* **Source**
The Miss West Virginia Teen USA competition is the pageant that selects the representative for the state of West Virginia in the Miss Teen USA pageant.  This pageant is independently conducted and produced by Sanders & Associates, Inc., dba- Pageant Associates based in Buckhannon, West Virginia.

Despite a relatively strong start in the 1980s, with two semi-finals finishes, no Miss West Virginia Teen USA placed from 1988 to 2005, when Andrea Turner placed 2nd runner-up to Allie LaForce of Ohio. After this, West Virginia had more success, with more placements in 2007, 2011, 2012, 2013, 2014, 2017 and 2018.

Four Miss West Virginia Teen USA's have also won the Miss West Virginia USA title and competed at Miss USA.

Emma Kitchen of Buckhannon was crowned Miss West Virginia Teen USA 2022 on June 5, 2022 at Virginia Thomas Law Center for the Performing Arts in West Virginia Wesleyan College in Buckhannon. She will represent West Virginia for the title of Miss Teen USA 2022.

* **Data provided**
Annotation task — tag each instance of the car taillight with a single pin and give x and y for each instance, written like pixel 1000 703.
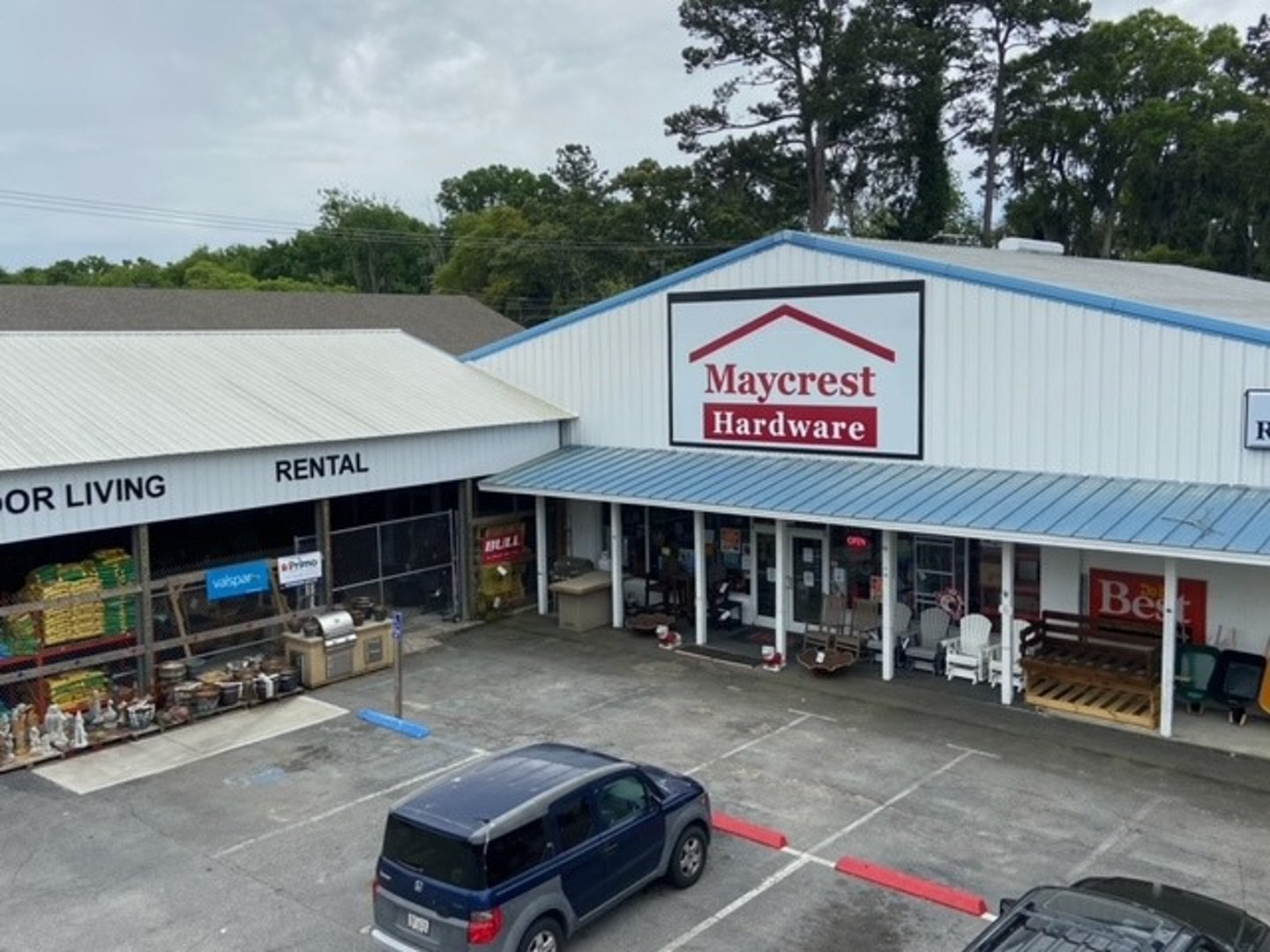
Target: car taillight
pixel 482 928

* **Directives**
1. According to the pageant text, which organization produces the Miss West Virginia Teen USA competition?
2. Say whether each statement agrees with the pageant text, and quote the words that decide it: (a) Andrea Turner placed 2nd runner-up in 2005. (b) Three Miss West Virginia Teen USA titleholders have also won the Miss West Virginia USA title. (c) Emma Kitchen was crowned at West Virginia Wesleyan College.
The lines are material separate from the pageant text.

* **Results in order**
1. Sanders & Associates, Inc., dba- Pageant Associates, based in Buckhannon, West Virginia.

2.
(a) Yes: "no Miss West Virginia Teen USA placed from 1988 to 2005, when Andrea Turner placed 2nd runner-up"
(b) No: "Four Miss West Virginia Teen USA's have also won the Miss West Virginia USA title"
(c) Yes: "at Virginia Thomas Law Center for the Performing Arts in West Virginia Wesleyan College in Buckhannon"